● Exercises to complete:
1. Answer these questions using the article on Tricia Pendergrast.
(a) What is the name of the non-profit organization Pendergrast co-founded?
(b) Who nominated her for the list?
(c) According to Pendergrast, each recognition is an opportunity to raise awareness that what is still an issue?
2. Duplicate the passage of the article on Tricia Pendergrast that opens with the words containing "Second-year medical student" and closes with "established last year.".

● Exercise text:
........

Second-year medical student Tricia Pendergrast has been included in Crain’s Chicago Business 2021 Notable Healthcare Heroes list for co-founding and operating GetMePPEChicago, a non-profit organization that collects and ethically distributes donated personal protective equipment (PPE) to healthcare and community organizations across the city.
The list honors remarkable individuals and teams from Chicago-area hospitals and health systems serving their communities. She was nominated by Ronald Hirsch, MD, an internal medicine physician based in Elgin, Ill., who has been following the organization’s efforts on social media since it was established last year.
“Every time we get recognized for our work, it’s another opportunity to raise awareness that the lack of PPE is still an issue. For me personally, this is another opportunity to make people aware that we’re still out here, we’re still working trying to disseminate PPE and that this is still going on,” Pendergrast said.

........

● Dataset content:
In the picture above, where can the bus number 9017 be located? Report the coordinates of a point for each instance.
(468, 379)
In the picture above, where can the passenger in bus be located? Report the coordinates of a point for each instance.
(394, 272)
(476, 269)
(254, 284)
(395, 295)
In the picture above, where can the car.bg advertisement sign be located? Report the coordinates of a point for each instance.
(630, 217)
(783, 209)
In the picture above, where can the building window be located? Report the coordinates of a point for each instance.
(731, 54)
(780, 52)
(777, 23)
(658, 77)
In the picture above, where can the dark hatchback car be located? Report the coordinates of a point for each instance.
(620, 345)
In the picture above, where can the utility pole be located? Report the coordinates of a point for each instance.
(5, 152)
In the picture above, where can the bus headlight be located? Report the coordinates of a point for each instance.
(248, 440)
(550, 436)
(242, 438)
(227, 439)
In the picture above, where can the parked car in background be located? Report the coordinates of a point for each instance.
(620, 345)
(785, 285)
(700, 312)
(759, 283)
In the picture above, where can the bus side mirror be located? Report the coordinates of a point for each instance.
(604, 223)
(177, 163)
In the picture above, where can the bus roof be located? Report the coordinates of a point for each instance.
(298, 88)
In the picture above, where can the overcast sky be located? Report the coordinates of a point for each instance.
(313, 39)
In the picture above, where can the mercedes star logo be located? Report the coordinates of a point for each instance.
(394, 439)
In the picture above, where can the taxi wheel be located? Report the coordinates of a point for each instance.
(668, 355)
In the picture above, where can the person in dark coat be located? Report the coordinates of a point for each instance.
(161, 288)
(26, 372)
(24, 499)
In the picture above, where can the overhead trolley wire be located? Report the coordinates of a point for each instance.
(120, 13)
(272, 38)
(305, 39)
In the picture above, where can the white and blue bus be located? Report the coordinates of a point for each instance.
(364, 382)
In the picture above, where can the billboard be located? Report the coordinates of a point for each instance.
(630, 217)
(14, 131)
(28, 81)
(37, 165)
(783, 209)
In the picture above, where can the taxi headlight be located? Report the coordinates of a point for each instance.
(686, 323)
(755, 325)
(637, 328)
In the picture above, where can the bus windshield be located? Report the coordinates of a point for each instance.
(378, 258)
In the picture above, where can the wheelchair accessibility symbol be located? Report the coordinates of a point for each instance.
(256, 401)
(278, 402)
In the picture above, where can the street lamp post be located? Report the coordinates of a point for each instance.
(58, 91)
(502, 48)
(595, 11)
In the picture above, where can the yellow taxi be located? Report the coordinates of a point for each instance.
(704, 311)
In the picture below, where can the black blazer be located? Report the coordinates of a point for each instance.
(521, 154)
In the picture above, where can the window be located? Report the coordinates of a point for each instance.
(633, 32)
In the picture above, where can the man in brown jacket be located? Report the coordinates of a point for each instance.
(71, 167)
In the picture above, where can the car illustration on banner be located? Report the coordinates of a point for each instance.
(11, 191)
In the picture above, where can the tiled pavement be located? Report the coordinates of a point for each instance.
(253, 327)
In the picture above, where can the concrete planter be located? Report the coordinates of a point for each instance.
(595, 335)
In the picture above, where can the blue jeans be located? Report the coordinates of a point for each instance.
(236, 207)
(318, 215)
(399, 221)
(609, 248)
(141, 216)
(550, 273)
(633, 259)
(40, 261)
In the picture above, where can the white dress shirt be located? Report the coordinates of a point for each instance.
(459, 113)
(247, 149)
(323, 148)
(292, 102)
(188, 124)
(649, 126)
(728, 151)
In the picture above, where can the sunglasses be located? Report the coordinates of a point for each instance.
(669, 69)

........

● Outputs for the tasks:
1.
(a) GetMePPEChicago
(b) Ronald Hirsch, MD, an internal medicine physician based in Elgin, Ill.
(c) The lack of PPE

2.
Second-year medical student Tricia Pendergrast has been included in Crain’s Chicago Business 2021 Notable Healthcare Heroes list for co-founding and operating GetMePPEChicago, a non-profit organization that collects and ethically distributes donated personal protective equipment (PPE) to healthcare and community organizations across the city.
The list honors remarkable individuals and teams from Chicago-area hospitals and health systems serving their communities. She was nominated by Ronald Hirsch, MD, an internal medicine physician based in Elgin, Ill., who has been following the organization’s efforts on social media since it was established last year.